> _Instructions to follow_: Continue the forum post below about helping an intensely curious child learn on his own, starting after its final sentence.

═══ Quoted text ═══

My son used to ask so many questions that I couldn't answer every time we were in the car.

iVillage Member
Registered: 12-06-2010
Mon, 10-24-2011 - 4:20pm
I know how you feel. I'm going through a similar experience with my younger DD right now and I've been warned by her teacher that it's just the tip of the iceberg. We've had to develop ways for her to be more self-sufficient in finding solutions when she's stuck and checking her work, because DH and I are incapable of helping her even if we wanted to. It has taken a huge load off of me now that she is starting to find and use her own methods. As other posters have mentioned above, it's up to each individual child to determine how far she wants to go. Mostly it's cool to watch her, because she really just can't help doing what she does.
I know your son's very young, but maybe it's time to start looking for ways he can feed the monster on his own? I remember poring over old encyclopaedias and spending weeks trying to teach myself piano on my grandma's out-of-tune clinker as a kid, and although I'm neither a historian nor a concert pianist these experiences were good for me.

═══ Extracted data ═══

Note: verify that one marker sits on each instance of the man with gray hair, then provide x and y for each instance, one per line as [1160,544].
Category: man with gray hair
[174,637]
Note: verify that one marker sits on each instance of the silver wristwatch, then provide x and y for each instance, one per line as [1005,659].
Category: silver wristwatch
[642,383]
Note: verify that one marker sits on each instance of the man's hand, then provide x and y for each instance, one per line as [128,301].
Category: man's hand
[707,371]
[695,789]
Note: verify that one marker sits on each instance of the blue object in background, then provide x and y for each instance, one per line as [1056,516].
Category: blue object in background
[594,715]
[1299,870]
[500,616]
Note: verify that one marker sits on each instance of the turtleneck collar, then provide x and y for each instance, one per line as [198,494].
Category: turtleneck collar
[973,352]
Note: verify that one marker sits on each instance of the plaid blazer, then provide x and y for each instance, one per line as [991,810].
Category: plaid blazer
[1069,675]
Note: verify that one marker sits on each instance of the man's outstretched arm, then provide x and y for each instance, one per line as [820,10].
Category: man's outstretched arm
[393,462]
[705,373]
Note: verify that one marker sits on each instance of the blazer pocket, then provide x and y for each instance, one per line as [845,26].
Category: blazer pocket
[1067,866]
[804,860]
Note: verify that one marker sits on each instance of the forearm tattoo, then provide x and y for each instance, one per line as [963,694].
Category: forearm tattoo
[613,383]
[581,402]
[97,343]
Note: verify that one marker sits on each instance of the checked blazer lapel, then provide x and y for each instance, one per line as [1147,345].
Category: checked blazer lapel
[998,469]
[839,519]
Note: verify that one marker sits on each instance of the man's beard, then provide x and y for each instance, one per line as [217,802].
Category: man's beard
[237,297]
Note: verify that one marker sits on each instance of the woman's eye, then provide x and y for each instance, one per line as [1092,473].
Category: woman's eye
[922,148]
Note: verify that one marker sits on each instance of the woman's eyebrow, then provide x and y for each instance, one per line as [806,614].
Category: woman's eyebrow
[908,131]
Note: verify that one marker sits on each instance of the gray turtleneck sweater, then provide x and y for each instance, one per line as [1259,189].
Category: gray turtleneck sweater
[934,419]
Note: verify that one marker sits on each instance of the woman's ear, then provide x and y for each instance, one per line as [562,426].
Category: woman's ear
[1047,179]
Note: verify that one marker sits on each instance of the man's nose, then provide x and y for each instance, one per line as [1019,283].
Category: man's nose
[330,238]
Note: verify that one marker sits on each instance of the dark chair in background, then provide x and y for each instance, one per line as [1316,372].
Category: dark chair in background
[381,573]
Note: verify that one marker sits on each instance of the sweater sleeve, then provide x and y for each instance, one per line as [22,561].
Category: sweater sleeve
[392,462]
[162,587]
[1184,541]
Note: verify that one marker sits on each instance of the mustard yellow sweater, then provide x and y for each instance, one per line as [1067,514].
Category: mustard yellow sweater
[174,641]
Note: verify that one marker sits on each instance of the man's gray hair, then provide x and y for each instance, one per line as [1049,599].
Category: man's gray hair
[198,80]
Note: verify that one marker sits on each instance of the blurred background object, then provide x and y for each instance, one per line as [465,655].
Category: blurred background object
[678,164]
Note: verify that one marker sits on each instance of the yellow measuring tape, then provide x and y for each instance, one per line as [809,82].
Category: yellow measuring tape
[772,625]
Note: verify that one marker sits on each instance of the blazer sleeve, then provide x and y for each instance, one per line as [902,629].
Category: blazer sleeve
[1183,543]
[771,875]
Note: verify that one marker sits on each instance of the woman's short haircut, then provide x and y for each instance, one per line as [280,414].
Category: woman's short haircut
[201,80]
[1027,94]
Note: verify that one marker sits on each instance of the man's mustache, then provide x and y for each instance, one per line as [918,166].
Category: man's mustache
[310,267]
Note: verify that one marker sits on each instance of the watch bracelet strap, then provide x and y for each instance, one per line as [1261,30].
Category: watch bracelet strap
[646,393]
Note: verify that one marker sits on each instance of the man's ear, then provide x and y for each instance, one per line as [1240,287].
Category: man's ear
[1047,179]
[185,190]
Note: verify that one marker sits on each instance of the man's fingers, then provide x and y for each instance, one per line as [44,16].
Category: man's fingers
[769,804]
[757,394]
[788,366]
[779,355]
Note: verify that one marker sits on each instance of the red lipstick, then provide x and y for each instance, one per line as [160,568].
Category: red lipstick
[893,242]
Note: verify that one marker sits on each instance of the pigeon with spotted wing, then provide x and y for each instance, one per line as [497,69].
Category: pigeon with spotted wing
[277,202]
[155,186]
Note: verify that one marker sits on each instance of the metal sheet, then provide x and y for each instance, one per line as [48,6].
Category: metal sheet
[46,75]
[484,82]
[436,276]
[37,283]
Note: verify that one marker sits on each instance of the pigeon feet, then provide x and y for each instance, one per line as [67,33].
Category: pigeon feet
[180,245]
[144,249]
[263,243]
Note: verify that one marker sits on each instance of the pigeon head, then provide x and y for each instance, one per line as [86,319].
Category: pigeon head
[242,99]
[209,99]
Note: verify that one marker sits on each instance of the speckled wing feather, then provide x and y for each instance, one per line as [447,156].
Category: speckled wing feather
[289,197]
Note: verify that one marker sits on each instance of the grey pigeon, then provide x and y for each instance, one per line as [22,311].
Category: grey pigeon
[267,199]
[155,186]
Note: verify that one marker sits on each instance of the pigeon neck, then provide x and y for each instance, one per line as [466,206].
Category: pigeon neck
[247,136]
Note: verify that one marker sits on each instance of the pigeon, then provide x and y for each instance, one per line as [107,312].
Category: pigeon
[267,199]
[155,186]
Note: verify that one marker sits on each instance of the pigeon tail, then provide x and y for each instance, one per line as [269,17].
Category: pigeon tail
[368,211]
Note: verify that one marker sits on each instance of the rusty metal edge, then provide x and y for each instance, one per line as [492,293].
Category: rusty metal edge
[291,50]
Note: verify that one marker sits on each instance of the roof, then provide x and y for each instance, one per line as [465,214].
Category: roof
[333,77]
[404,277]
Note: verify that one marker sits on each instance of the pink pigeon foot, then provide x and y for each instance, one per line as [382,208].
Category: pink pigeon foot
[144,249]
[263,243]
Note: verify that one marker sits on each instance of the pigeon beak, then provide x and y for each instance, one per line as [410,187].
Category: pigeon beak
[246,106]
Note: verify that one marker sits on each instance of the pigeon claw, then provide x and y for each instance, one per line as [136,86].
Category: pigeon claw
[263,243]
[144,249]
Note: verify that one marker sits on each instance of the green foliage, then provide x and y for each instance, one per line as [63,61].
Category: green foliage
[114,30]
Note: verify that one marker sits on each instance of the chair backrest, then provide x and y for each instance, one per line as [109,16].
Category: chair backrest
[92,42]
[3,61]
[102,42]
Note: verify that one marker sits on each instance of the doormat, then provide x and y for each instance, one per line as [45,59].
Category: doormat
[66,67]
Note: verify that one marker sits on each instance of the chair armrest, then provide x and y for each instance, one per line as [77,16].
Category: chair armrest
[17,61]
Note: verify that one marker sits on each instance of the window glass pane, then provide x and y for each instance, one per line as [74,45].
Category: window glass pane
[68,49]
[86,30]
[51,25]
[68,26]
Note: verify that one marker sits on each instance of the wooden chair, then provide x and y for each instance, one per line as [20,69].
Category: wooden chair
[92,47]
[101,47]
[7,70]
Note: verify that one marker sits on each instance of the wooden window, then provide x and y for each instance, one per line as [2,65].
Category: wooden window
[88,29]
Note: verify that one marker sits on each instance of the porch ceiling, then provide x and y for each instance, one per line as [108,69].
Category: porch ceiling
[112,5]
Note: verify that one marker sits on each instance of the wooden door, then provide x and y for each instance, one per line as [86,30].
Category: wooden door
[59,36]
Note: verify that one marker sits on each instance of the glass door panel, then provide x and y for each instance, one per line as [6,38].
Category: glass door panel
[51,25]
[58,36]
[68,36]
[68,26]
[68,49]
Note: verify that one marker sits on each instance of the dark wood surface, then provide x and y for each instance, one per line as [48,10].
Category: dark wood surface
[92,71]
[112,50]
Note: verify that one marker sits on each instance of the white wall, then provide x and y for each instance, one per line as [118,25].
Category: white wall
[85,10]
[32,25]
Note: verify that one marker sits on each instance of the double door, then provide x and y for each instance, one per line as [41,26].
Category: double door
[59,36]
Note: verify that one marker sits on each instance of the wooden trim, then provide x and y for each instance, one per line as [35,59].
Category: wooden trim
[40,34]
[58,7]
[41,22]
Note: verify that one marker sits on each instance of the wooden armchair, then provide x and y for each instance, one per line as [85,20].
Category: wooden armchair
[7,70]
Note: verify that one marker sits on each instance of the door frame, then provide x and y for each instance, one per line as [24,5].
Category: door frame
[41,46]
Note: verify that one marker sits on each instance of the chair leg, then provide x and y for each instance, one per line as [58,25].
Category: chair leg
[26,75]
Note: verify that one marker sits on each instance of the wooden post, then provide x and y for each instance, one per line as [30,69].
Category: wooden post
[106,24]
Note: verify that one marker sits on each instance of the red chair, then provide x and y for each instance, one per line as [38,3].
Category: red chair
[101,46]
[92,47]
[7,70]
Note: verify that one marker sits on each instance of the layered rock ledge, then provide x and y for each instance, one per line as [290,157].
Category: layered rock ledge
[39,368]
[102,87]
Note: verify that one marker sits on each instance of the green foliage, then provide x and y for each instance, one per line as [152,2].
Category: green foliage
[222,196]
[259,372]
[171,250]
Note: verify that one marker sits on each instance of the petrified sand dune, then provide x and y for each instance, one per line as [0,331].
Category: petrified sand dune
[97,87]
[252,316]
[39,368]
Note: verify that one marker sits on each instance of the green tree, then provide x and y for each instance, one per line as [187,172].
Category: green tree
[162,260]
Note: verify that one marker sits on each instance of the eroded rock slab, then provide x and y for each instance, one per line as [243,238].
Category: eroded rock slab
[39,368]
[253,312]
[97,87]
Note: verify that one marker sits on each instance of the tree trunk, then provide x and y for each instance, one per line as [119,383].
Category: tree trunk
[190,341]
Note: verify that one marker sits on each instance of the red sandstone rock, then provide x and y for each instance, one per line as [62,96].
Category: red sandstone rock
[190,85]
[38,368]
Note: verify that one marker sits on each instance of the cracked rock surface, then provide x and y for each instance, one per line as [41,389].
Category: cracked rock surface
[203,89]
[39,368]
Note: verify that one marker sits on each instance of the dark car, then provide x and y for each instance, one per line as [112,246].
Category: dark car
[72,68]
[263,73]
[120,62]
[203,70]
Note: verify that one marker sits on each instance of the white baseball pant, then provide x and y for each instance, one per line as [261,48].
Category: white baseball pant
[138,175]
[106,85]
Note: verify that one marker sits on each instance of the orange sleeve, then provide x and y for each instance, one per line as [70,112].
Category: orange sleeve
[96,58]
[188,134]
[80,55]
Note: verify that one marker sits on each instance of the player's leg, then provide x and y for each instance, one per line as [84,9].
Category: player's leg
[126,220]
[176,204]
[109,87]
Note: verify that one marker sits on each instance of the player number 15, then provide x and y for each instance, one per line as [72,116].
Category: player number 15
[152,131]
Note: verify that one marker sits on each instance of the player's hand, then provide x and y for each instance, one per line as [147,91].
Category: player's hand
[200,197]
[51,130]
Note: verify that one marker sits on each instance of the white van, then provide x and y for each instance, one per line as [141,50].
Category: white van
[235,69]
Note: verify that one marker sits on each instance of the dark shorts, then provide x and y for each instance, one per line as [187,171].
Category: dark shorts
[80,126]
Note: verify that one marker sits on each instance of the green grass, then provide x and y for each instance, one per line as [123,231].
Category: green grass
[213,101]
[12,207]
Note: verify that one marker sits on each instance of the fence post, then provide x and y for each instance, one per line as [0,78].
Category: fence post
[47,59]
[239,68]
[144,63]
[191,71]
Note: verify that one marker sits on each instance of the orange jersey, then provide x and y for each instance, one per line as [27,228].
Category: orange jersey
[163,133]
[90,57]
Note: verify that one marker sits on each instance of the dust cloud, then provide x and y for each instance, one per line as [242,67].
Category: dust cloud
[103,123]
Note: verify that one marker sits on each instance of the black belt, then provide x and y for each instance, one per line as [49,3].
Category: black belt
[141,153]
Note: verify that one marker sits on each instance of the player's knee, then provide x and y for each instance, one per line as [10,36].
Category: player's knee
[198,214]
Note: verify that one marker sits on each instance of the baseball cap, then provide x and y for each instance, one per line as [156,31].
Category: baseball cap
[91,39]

═══

> _Written response_:
iVillage Member
Registered: 07-23-2002
Mon, 10-24-2011 - 1:15pm

Seconding what Theresa said. With more independence comes less reliance on parents as a source of resources and information. My youngest is now 8 and there's no question of my "keeping up" with them at this point. They go their way. I take an interest, I'm there to help if they ask, but I'm not leading or facilitating or directing them any more. I'm rarely called for.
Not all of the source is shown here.